課題の要件 —
**A)** 次の記述(i)〜(iii)は「迷子」の文章の内容と合っていますか?それぞれ「はい」か「いいえ」で答え、判断の決め手となる本文の語句をそのまま引用してください。
(i) 語り手の専門は脳外科である。
(ii) 語り手は最終的にウサギを連れて帰ることに決めた。
(iii) オオカミ犬は交通事故で後脚を骨折した。
**B)** 「迷子」の文章を、最後の文の次から書き継いでもらえますか?

提示文 —
迷子
突然ですが、私はカリフォルニア在住の獣医です。専門は脳外科だが、休みの日などは時折保健所に行って去勢・避妊その他のお手伝いをしている。しかしこの保健所というモノ、私にとっては蟻地獄並みのトラップなのだ。
「ジェイちゃーん、コッチの犬とアッチの犬、どっちがいい?」
結婚以来の同居人(しかし只今別居中)に早速写メを送る。
「どっちも要りません」などと愛想無い返信が来るが、そんなもんは気にしない。
「あ、やっぱウサギにしようウサギ! シャム猫風シールポイントのうさタンめっちゃ可愛い〜♡」
「……」返信はない。
「あ! 決めた! これにした! オオカミ犬。交通事故で前脚骨折して、でも飼主さんが手術代払えなくって、保健所に引き渡したんだって。まだ若いのに骨折なんかしてたら貰い手がつかないから、連れて帰ってジェイちゃんの新しいジョギングパートナーにしよう」

抽出データ —
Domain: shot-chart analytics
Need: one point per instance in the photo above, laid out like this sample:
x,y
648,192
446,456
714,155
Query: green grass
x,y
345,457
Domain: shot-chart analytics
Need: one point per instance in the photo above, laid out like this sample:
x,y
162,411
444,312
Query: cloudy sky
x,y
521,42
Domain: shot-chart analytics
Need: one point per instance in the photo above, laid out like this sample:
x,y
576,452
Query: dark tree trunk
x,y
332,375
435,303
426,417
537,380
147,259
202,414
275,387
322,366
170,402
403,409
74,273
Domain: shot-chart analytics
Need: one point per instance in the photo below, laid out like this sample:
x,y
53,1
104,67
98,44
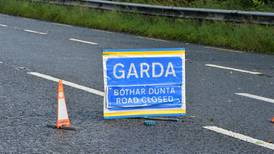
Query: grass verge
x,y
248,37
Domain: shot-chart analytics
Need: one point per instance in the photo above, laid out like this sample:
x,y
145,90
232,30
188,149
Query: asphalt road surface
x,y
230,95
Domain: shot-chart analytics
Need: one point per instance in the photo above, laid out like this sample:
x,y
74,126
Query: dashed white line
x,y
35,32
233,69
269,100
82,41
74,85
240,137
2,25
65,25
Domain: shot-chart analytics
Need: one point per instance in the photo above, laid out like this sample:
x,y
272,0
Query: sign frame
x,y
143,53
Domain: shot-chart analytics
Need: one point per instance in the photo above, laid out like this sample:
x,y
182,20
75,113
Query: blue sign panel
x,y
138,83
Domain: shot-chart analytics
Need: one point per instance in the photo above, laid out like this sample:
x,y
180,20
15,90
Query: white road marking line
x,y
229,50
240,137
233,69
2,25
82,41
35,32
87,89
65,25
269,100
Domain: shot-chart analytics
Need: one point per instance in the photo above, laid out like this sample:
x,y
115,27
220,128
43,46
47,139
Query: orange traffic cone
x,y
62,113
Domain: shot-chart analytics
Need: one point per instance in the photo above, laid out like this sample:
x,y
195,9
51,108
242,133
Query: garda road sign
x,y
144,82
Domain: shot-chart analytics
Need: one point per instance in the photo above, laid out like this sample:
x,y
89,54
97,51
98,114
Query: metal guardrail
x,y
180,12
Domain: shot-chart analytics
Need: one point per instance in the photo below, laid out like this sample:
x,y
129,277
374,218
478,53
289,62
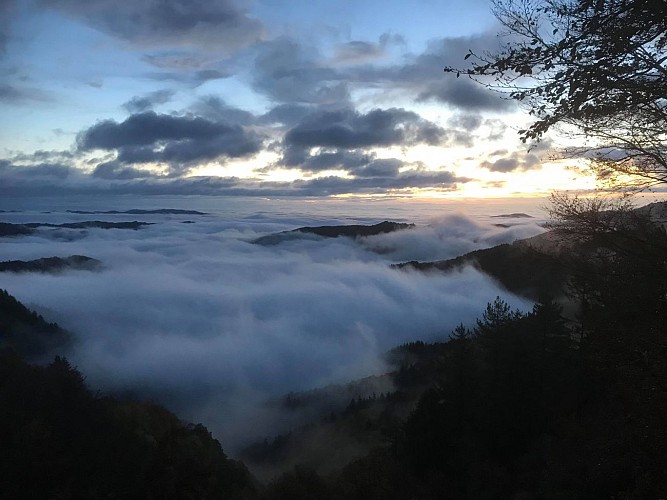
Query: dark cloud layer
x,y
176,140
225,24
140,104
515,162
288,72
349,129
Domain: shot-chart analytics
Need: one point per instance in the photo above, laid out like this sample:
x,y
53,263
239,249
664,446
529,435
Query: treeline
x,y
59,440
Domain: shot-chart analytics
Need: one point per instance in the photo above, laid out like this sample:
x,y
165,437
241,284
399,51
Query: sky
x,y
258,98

回答 —
**A)**
(i) はい:「専門は脳外科だが」
(ii) いいえ:「あ! 決めた! これにした! オオカミ犬。」
(iii) いいえ:「交通事故で前脚骨折して」

**B)**
「だけど骨折してるんでしょ?! そもそもイズミは脳外科でしょ?!」
「男の癖に細かいことを気にするな」
「全然細かくないッ! イズミだって手術は好きだけど、大型犬の骨折リペアーだけは嫌いだっていつも言ってるじゃん!」
「誰にでも苦手というモノはある。それにリペアーは仲良しの整形外科医に頼むつもりだから大丈夫」
私の通う保健所は広大な上に凄まじく設備が整っていて、常時数百頭いる犬猫は全て冷暖房完備の屋内飼い、晴れている日は広々とした芝生で運動することも出来るし、毎日最低一回は獣医が見廻り、簡単な治療ならその場で施す。手術の設備もわりと整っている。選ばれた猫達が集う「猫カフェ」まであるのだ。そして保健所にやってくるのは野良猫や迷子犬ばかりではない。
ウサギ。ラット。ハムスター。ニワトリ……ここまでならまぁ普通だろう。
ヤギ。ヒツジ。ブタ。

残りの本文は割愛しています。